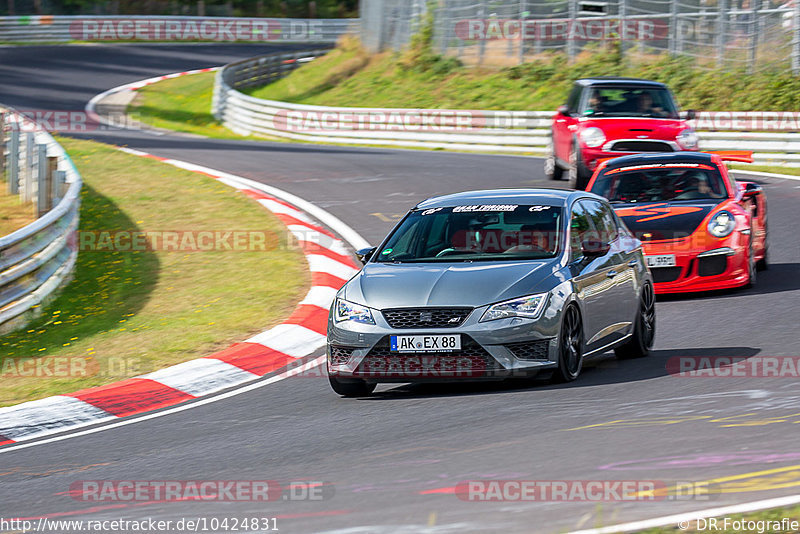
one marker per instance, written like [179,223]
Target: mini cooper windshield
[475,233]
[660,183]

—————

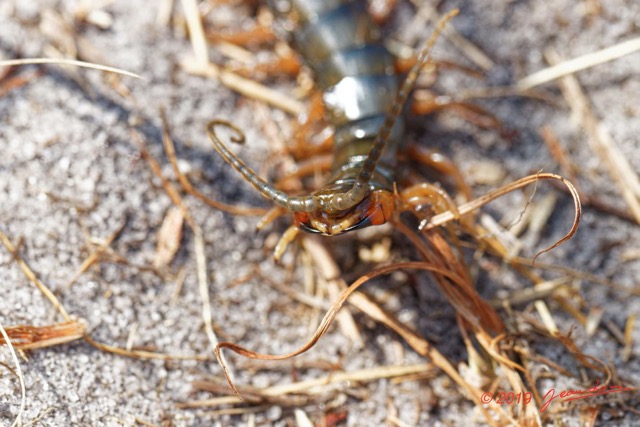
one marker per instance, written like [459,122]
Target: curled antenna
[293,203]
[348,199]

—————

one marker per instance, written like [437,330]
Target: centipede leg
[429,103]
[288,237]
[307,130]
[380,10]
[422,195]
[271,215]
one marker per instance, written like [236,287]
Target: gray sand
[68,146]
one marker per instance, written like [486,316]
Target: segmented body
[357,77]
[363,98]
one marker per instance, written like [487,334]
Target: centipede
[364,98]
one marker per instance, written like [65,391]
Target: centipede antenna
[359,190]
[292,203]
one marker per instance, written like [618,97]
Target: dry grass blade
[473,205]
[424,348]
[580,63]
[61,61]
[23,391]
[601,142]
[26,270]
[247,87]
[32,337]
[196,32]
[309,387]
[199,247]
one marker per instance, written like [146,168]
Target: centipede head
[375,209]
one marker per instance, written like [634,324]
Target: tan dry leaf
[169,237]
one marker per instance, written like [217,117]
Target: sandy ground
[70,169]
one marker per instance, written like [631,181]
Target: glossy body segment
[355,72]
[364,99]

—————

## INSTRUCTION:
Locate every line above that contains the word "antenna" and copy each of those lines.

## TASK OUTPUT:
Target: curled antenna
Target: centipede antenna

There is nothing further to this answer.